(Exercise goal) Copy out the data below verbatim.

▶

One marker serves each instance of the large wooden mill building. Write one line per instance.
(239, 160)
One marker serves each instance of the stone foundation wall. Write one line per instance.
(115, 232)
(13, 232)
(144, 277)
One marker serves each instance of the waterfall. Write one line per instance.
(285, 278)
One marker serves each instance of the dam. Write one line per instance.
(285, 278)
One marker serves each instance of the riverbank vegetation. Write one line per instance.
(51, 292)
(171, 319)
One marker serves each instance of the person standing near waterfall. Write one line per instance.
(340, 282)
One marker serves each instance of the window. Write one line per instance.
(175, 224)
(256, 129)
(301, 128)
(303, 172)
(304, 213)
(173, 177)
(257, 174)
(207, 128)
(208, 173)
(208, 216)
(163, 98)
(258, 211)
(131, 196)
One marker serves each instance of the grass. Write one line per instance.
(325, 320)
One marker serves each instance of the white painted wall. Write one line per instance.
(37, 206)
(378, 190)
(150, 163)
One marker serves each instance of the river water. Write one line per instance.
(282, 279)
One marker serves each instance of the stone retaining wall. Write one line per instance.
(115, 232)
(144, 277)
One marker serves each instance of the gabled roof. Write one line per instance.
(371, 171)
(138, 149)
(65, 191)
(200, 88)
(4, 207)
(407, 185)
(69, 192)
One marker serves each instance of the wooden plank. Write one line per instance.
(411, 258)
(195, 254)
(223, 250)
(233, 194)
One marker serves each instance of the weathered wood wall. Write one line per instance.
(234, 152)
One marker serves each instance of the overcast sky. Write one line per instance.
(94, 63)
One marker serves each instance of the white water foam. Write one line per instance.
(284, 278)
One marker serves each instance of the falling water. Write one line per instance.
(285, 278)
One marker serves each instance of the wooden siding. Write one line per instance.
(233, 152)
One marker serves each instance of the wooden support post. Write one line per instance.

◀

(Output of the exercise)
One marker serves each instance of the large wooden mill building. Write one line per instance.
(239, 160)
One marker serves each instance of the stone foundation wall. Write one line per instance.
(115, 232)
(13, 232)
(144, 277)
One marker serves each instance of the waterfall. Write one line per instance.
(285, 278)
One marker serves each instance of the dam. Write one line per instance.
(285, 278)
One marker serves each instance of the riverbank vegetation. Write one line per instance.
(51, 292)
(171, 319)
One marker serves each instance of the person standing near waterfall. Write one line per instance.
(340, 282)
One marker serves each instance of the window. Write one line per instance.
(175, 224)
(256, 129)
(301, 128)
(303, 172)
(304, 213)
(173, 177)
(257, 174)
(207, 128)
(208, 173)
(208, 216)
(163, 98)
(258, 211)
(131, 196)
One marker serves each instance of the grass. Write one line per instance.
(325, 320)
One marker serves each instance of the white painted wall. Write one line per instance.
(37, 206)
(378, 190)
(150, 163)
One marker serves each instance of the river water. Write one line per instance.
(282, 279)
One marker serves each instance of the stone retaining wall. Write one line per instance.
(115, 232)
(144, 277)
One marker serves each instance of the gabled roof. Write one line per instance.
(371, 171)
(138, 149)
(65, 191)
(200, 88)
(4, 207)
(407, 185)
(69, 192)
One marker serves each instance of the wooden plank. Write one line per instance.
(411, 258)
(195, 254)
(223, 250)
(233, 194)
One marker serves each instance of the weathered wood wall. Write one line per instance.
(234, 152)
One marker serves each instance of the overcast sky. Write one line per instance.
(94, 63)
One marker serves each instance of the white water foam. Write one line per instance.
(284, 278)
One marker serves each instance of the falling water. Write one line per instance.
(285, 278)
One marker serves each instance of the wooden siding. Write one line per instance.
(233, 152)
One marker serves each instance of the wooden support post. Write one line per instance.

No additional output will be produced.